When the line with "Objective — set a marker on each instance of the pebble" appears below, start repeating lines exactly, and keep going through the line with "Objective — set a marker on each instance of the silhouetted"; add nothing outside that span.

· · ·

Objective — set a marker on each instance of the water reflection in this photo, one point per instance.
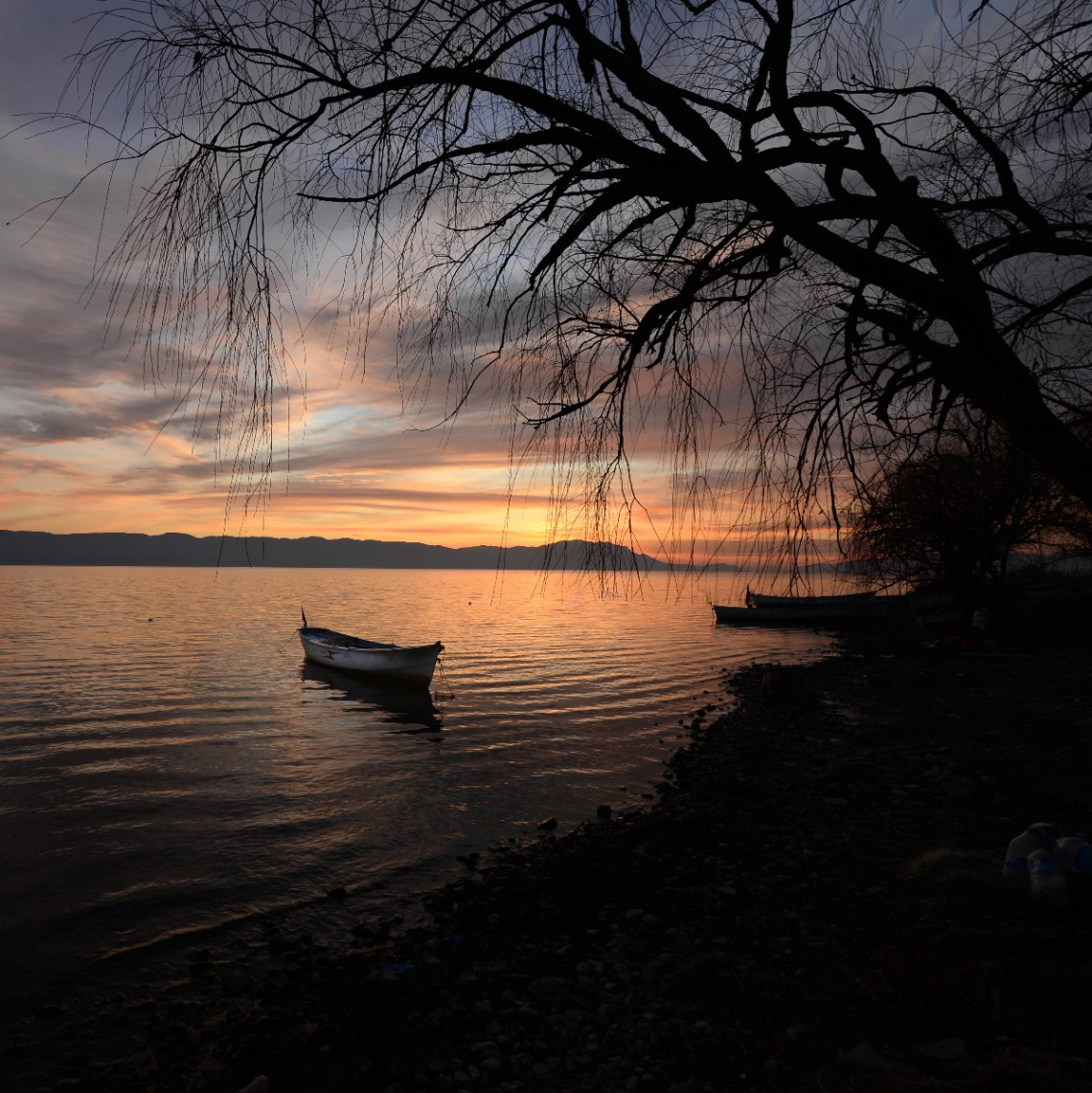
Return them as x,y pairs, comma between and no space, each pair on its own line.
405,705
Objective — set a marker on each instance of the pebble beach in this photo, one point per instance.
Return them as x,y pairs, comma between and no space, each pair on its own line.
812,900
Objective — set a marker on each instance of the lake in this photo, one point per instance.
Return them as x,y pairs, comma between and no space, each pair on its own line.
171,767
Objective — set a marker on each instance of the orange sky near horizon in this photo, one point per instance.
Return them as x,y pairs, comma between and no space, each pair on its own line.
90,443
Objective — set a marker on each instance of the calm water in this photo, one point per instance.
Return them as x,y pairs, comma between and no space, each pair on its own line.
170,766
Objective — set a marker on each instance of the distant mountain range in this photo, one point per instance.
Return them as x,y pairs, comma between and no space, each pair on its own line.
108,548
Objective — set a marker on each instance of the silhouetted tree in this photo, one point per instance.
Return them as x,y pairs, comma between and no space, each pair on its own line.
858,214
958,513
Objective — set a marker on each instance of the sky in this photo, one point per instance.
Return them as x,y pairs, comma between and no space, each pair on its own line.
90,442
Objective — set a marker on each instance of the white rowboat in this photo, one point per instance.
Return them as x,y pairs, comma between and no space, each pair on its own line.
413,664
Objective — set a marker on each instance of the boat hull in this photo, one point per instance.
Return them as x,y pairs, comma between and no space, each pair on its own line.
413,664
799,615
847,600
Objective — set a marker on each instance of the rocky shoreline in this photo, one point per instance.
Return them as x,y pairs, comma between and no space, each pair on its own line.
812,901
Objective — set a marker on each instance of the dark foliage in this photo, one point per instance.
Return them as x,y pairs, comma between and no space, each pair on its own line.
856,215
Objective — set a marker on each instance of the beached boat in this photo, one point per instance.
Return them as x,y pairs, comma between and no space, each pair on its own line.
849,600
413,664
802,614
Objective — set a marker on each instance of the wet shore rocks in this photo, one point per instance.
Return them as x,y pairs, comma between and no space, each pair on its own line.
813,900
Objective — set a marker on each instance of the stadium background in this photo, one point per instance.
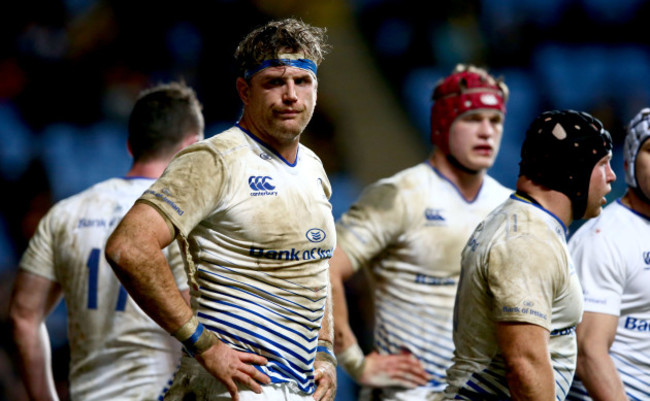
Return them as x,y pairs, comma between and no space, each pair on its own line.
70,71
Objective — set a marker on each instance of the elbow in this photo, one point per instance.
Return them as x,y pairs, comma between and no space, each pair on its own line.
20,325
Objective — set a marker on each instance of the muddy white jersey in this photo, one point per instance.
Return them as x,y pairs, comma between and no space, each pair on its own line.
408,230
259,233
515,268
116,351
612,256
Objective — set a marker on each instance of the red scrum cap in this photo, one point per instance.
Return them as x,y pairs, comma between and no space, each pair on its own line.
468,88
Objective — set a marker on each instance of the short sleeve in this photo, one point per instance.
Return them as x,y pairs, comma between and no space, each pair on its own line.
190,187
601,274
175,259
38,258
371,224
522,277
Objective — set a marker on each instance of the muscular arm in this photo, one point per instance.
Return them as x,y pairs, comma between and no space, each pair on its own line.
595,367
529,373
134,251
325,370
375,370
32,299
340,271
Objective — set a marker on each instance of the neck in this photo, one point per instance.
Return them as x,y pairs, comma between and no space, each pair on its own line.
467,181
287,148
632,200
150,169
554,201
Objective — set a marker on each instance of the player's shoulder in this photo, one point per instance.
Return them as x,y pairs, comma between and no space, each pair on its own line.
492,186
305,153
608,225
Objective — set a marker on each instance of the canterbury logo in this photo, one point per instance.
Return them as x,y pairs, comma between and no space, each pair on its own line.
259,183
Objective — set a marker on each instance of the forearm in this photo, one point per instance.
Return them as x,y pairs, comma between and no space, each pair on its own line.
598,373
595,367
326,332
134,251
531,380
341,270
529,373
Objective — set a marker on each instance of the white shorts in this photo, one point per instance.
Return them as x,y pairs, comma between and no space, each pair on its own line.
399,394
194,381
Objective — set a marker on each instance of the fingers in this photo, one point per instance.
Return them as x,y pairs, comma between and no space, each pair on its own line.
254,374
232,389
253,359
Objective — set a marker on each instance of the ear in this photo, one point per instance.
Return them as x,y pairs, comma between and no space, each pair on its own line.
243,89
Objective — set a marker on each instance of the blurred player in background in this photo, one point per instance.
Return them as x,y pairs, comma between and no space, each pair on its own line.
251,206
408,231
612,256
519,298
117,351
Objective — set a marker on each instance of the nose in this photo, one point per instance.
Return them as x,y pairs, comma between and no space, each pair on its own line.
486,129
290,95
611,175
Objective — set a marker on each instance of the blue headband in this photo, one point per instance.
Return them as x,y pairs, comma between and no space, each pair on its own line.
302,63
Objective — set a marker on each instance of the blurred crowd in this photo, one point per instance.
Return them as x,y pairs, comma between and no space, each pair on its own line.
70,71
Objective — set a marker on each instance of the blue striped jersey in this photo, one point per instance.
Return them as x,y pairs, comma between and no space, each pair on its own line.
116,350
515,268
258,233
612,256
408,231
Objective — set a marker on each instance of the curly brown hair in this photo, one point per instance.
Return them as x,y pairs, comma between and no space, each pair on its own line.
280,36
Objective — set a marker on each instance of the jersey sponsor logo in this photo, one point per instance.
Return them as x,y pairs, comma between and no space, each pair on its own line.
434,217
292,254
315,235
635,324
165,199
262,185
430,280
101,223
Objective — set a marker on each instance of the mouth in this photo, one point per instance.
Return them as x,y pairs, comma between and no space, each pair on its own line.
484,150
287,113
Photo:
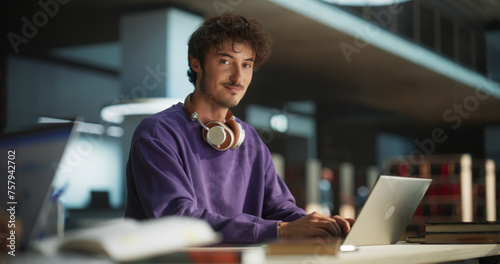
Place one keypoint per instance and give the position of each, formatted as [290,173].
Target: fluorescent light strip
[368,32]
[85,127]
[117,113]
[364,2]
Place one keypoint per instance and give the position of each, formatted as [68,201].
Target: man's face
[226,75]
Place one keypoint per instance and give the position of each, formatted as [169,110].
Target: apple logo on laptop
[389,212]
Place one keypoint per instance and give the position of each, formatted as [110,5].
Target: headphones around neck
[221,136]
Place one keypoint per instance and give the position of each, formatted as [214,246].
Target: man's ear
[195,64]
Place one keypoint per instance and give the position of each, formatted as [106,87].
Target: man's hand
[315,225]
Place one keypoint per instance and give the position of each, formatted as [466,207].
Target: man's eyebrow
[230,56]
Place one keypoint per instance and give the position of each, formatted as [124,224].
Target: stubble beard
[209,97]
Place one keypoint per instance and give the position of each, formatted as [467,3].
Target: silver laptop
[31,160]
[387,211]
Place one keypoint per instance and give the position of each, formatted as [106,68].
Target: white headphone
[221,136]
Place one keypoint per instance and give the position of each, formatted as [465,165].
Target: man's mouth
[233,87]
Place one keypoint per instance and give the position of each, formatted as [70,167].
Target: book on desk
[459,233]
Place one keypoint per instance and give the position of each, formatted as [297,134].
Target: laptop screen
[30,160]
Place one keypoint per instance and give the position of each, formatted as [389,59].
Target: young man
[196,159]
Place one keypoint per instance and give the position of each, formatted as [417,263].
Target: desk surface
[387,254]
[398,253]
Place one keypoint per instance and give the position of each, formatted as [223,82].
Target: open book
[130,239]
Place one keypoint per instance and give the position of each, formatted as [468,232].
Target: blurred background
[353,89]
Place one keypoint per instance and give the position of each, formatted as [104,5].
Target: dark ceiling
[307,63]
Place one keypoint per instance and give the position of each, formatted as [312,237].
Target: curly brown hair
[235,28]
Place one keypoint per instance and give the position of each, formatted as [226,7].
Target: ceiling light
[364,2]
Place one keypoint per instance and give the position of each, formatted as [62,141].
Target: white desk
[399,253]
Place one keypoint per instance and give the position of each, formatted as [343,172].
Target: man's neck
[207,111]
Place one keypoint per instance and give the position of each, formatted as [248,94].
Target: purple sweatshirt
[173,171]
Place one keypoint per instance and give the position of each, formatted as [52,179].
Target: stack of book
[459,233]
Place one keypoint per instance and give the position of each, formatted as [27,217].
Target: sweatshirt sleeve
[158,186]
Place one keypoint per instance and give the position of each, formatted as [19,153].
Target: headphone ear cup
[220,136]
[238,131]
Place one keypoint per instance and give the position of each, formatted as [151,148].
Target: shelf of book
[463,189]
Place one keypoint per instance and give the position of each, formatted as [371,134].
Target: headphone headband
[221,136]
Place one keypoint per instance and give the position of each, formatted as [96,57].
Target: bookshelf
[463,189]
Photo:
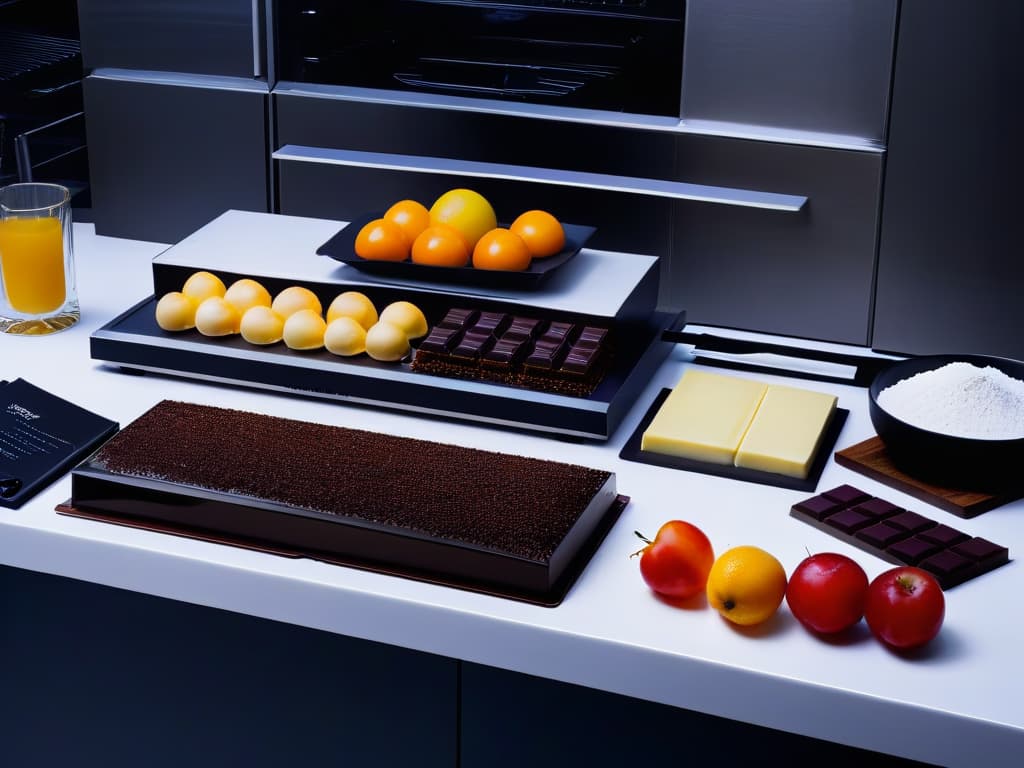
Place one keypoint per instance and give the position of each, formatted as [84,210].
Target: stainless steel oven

· · ·

* **Result of the exercise**:
Objective — set a marker on each instance of the pebble beach in this photo, one point per instance.
Return them as x,y pairs, comma between and no space, each pair on its own line.
812,900
Objective — set a marker on each instance of the lake in this photo, one point per instance.
Return them as x,y pairs, comma between and no space, each pair on its own line.
171,767
Objective — set a marker on each instance of the orange sky near horizon in this photo, one point per instance.
Return them as x,y pairs, comma between and no space, each pair on its own line.
90,443
Objective — set a marker on each instance of the calm water in this photo, one point per instance.
Return them as x,y pairs, comma between and no space, each pair on its own line.
170,766
Objective — set a marker on each instance of the distant mountain range in this photo, one point per instance.
Return them as x,y pairs, comma between and no space, each pair on its own line.
108,548
Objective — set a marker on each instance of the silhouetted tree in this photo, one point per instance.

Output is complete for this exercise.